Action item: All lines containing the string "below" must be copied from the entries.

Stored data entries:
+++++
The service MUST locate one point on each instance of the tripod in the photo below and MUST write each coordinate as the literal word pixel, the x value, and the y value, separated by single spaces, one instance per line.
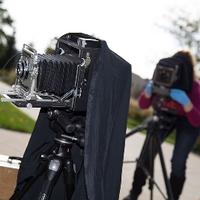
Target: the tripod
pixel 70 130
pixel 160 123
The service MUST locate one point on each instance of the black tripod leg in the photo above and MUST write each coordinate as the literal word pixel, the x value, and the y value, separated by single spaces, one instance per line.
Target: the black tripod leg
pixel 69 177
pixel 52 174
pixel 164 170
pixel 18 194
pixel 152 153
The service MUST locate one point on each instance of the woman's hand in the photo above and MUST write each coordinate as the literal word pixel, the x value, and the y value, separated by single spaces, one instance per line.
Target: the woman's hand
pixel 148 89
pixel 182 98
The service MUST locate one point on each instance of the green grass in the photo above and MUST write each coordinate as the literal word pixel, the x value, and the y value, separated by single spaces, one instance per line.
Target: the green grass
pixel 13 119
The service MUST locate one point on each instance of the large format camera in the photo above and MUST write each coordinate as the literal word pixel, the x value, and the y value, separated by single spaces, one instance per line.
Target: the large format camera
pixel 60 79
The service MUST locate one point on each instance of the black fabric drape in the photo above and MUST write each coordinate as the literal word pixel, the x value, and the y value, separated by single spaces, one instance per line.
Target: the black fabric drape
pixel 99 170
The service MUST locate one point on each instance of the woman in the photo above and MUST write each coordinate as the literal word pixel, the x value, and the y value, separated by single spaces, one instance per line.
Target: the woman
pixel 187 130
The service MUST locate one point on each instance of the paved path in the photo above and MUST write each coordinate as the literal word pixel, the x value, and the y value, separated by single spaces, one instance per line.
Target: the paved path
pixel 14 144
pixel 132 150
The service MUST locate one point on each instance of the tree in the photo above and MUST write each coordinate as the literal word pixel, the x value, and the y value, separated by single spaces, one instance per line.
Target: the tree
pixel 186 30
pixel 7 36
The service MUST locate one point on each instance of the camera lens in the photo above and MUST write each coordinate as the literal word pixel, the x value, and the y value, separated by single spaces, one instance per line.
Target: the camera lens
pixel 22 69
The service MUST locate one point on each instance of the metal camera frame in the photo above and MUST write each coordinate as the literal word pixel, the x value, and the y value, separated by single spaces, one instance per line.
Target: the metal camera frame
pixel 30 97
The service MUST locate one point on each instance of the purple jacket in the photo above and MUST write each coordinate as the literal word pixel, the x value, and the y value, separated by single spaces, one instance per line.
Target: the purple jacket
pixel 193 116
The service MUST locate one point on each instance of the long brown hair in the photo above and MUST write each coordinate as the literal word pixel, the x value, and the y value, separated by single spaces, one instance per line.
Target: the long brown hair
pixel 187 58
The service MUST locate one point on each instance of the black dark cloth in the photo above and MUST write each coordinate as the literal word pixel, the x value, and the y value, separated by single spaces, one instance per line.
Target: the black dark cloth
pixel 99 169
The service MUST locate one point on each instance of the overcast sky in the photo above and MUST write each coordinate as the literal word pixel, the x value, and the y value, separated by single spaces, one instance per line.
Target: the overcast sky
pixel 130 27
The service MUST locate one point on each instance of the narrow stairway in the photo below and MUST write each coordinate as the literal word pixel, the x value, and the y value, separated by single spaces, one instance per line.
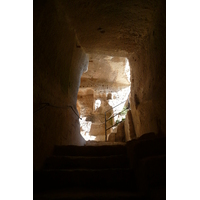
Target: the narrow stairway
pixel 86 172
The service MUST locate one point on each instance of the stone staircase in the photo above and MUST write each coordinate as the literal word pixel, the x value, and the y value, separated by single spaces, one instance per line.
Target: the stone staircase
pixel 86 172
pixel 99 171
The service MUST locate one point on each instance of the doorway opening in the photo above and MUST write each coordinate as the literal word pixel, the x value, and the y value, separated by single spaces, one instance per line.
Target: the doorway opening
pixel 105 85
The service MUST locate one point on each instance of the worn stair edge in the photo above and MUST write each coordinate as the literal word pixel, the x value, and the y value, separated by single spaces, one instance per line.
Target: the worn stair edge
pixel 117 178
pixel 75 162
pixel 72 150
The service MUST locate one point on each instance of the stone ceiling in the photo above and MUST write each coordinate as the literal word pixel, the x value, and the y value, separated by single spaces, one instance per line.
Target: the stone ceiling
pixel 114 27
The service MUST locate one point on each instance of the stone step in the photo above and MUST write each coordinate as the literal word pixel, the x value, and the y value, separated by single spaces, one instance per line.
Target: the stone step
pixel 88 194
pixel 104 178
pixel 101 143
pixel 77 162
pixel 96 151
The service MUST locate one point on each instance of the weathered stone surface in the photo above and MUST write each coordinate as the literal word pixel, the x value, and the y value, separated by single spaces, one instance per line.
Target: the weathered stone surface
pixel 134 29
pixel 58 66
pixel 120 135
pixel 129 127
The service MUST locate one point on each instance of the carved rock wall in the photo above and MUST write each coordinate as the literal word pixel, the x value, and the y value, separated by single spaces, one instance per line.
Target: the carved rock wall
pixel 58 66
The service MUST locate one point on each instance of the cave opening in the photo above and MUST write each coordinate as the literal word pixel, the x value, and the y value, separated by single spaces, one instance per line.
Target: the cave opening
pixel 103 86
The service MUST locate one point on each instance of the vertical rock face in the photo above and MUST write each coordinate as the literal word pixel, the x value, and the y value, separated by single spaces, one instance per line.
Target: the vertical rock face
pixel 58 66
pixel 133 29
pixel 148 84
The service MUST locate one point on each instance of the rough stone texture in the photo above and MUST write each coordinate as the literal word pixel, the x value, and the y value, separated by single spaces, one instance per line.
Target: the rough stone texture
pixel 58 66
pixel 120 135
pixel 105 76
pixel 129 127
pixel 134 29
+++++
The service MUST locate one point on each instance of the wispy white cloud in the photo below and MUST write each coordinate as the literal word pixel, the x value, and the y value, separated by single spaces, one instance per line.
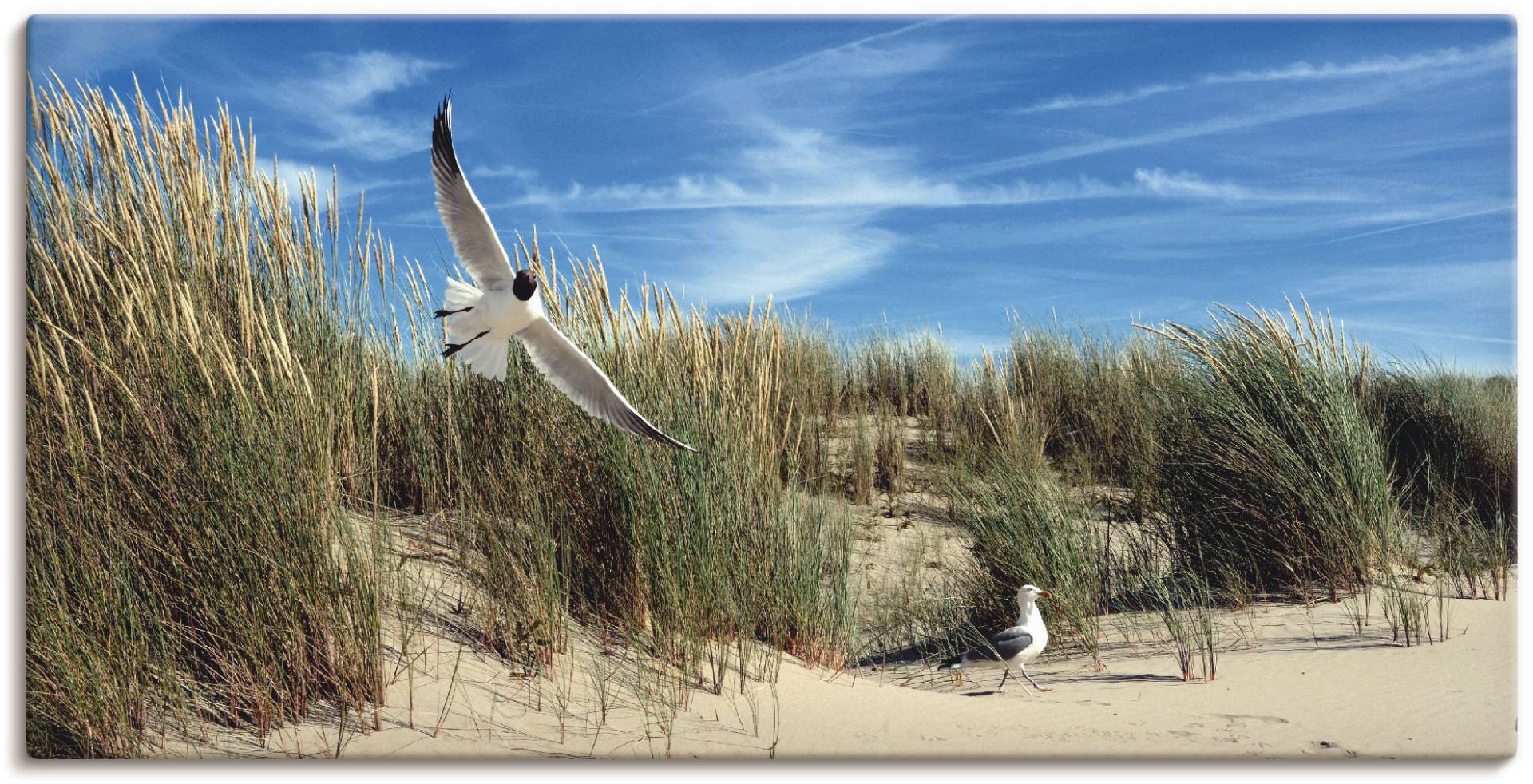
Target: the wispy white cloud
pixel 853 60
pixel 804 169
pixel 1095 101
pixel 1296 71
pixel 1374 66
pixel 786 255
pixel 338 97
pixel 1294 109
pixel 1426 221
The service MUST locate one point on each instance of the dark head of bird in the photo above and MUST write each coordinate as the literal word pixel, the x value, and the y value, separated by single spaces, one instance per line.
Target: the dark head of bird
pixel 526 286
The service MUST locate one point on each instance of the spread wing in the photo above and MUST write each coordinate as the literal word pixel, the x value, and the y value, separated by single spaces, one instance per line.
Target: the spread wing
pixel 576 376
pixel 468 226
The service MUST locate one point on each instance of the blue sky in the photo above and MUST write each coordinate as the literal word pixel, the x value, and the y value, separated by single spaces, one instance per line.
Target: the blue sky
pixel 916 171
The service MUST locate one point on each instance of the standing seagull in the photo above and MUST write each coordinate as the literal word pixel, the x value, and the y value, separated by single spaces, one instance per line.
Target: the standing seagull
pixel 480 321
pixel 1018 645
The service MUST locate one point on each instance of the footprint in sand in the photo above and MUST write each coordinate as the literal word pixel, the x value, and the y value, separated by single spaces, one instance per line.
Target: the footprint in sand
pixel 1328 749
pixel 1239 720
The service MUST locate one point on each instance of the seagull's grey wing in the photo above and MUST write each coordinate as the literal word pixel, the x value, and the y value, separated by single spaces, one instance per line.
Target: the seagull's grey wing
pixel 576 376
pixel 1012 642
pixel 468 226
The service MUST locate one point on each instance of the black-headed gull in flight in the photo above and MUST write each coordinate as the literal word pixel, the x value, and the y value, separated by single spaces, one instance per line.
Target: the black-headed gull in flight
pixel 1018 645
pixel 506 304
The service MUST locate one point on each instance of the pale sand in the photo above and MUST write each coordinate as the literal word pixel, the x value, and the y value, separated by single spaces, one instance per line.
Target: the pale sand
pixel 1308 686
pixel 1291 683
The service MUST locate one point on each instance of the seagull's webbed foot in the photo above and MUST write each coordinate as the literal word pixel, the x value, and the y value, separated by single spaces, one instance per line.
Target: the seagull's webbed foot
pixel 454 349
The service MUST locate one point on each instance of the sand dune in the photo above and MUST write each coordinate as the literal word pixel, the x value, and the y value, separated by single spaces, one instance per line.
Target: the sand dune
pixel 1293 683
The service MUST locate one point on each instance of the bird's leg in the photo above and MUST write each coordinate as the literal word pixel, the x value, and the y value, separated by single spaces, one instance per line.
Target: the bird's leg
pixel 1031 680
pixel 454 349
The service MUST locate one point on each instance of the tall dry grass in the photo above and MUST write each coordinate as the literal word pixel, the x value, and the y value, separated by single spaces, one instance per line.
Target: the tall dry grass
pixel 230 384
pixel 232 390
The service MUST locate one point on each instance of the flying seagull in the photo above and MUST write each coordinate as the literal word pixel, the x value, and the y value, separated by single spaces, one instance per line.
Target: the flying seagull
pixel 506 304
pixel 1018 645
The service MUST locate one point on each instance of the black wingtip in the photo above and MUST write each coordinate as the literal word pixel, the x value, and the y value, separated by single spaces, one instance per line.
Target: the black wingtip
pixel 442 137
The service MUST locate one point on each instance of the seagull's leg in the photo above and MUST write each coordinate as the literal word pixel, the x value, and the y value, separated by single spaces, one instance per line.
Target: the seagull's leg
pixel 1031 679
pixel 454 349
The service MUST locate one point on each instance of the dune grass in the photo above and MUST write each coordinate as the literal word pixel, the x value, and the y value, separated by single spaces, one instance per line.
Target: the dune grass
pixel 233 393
+++++
Response:
The service MUST locate one point on each instance of the tripod in the photo below and MUST write each coordinate as the literal word pixel, the x value, and the y value, separated by single spaces, one instance per line.
The service MUST locate one point on each instance of the narrow stairway in the photo below and MUST write each coordinate as the literal word pixel, the x value, and the y value, separated by single spaces, one instance per line.
The service MUST locate one point on each instance of the wispy white cloud in the photo below and MUST write each coordinate as the literal word pixel, the x value, and the y value, separated by single spaces, one instance per line.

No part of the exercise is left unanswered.